Coordinate labeling data:
━━━━━━

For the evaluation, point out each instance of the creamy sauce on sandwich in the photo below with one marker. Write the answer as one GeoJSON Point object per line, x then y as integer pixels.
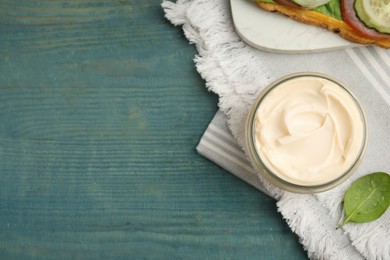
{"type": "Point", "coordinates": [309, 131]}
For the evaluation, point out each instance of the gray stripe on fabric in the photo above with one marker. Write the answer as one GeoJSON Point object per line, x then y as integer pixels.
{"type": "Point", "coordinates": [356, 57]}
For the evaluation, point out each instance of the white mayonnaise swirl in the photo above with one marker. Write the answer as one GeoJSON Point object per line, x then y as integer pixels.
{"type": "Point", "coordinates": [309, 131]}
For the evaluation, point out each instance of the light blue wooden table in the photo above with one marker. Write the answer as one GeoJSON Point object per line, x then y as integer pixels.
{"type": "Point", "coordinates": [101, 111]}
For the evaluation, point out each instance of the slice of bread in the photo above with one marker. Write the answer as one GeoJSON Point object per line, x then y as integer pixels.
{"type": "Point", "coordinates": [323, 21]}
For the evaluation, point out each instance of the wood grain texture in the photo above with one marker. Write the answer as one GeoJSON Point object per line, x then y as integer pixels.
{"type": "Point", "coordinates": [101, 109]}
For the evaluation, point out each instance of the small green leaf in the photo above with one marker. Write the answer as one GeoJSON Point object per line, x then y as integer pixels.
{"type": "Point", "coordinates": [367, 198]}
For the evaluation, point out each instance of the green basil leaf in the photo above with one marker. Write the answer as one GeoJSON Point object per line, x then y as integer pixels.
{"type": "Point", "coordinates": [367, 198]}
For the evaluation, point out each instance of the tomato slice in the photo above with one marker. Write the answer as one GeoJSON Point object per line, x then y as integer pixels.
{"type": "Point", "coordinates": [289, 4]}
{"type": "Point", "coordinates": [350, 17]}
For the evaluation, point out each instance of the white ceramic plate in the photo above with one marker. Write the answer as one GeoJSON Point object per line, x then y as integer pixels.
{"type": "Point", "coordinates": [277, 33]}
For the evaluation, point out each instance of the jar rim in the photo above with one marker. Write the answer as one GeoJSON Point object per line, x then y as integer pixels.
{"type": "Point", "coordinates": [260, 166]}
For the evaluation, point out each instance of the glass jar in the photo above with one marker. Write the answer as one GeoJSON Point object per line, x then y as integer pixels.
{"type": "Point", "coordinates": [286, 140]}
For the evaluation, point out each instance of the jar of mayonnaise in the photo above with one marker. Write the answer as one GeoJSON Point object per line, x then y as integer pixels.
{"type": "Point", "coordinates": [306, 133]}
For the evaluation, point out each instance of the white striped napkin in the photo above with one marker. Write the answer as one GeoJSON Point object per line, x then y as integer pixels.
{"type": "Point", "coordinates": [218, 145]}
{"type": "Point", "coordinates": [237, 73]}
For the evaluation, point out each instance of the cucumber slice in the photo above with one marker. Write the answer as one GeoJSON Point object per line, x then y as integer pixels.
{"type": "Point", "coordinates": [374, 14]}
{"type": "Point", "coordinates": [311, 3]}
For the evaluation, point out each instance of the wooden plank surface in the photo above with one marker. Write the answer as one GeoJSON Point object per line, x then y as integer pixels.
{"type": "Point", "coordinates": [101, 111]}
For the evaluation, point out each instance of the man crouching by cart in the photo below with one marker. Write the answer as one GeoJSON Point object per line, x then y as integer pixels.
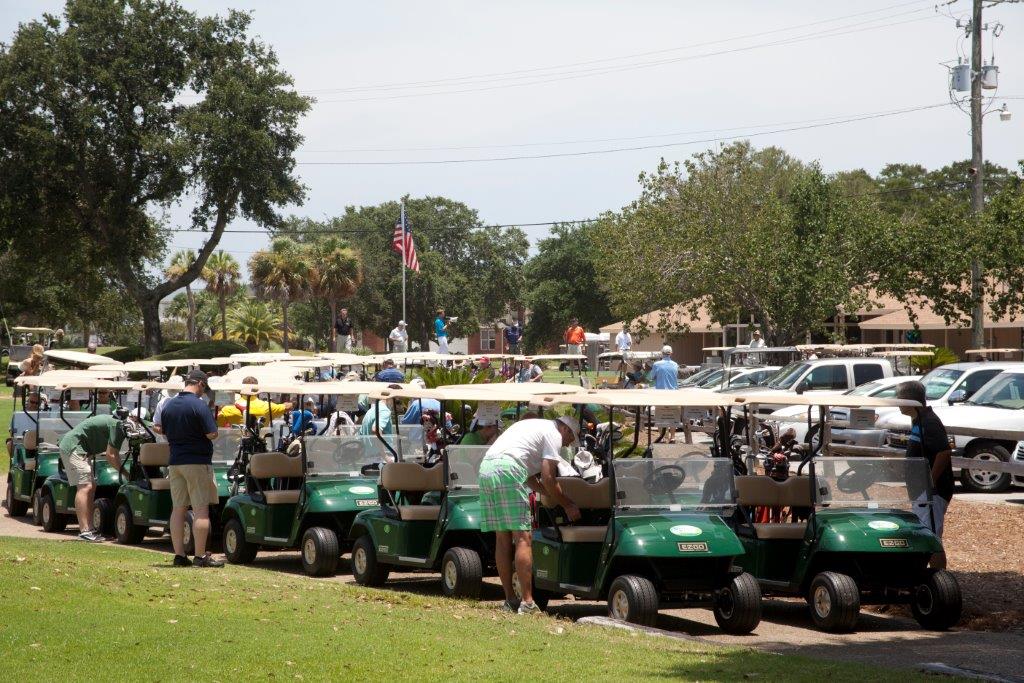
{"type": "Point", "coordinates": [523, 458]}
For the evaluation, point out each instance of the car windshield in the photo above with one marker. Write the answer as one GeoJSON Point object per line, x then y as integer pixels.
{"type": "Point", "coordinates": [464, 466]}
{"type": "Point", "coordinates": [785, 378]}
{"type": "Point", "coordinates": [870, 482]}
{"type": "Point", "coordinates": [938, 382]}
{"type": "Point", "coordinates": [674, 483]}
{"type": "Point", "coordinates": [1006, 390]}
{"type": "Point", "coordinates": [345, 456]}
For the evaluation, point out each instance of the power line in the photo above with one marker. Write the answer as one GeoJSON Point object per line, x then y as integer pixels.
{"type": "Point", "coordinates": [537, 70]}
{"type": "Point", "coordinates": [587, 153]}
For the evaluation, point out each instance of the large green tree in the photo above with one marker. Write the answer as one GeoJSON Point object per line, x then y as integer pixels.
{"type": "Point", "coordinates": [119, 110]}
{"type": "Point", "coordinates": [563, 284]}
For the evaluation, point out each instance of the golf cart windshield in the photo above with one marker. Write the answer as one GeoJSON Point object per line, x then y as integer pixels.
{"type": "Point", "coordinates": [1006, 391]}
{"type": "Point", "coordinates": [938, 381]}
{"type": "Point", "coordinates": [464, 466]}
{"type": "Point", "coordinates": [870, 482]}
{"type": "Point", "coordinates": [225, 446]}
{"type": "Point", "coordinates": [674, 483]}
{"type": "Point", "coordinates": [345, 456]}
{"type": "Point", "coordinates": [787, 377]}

━━━━━━

** Task directions **
The copy should hold exactly the lines from the line containing "For the evaluation, point out each instance of the man" through the end of the data, both ends included, and no pictures.

** Answer to this problem **
For the evaluation, point out each instance of the man crouching by cart in the photo below with one marker. Write the answer as one GeoJSON Point object per line, x then y as integer pixels.
{"type": "Point", "coordinates": [523, 458]}
For the evaluation, point out each instance of the car windshield in the photo above with one marker. Write the answer as one GeoJSON Point object per line, x then y as integer pixels.
{"type": "Point", "coordinates": [464, 466]}
{"type": "Point", "coordinates": [785, 378]}
{"type": "Point", "coordinates": [870, 482]}
{"type": "Point", "coordinates": [938, 382]}
{"type": "Point", "coordinates": [674, 483]}
{"type": "Point", "coordinates": [1006, 390]}
{"type": "Point", "coordinates": [345, 456]}
For the evaluation, point out each instance of the power line in the photo above with one marker. Write the answer as one GeoJSON Point object per line, x then y as integer pixels.
{"type": "Point", "coordinates": [537, 70]}
{"type": "Point", "coordinates": [587, 153]}
For the evaluation, point out each instance of the large green tree in the photo above with one marker. Write the answer as one GeoJSON Point object per line, x then y as integer pixels.
{"type": "Point", "coordinates": [119, 110]}
{"type": "Point", "coordinates": [563, 284]}
For the evaluation, point out each instance of the golf cart windshield in the photo above with one marker. Write the answer as one GeoJSON Point object per line, x then y as integer pixels.
{"type": "Point", "coordinates": [1006, 391]}
{"type": "Point", "coordinates": [938, 381]}
{"type": "Point", "coordinates": [464, 466]}
{"type": "Point", "coordinates": [870, 482]}
{"type": "Point", "coordinates": [225, 446]}
{"type": "Point", "coordinates": [674, 483]}
{"type": "Point", "coordinates": [345, 456]}
{"type": "Point", "coordinates": [787, 377]}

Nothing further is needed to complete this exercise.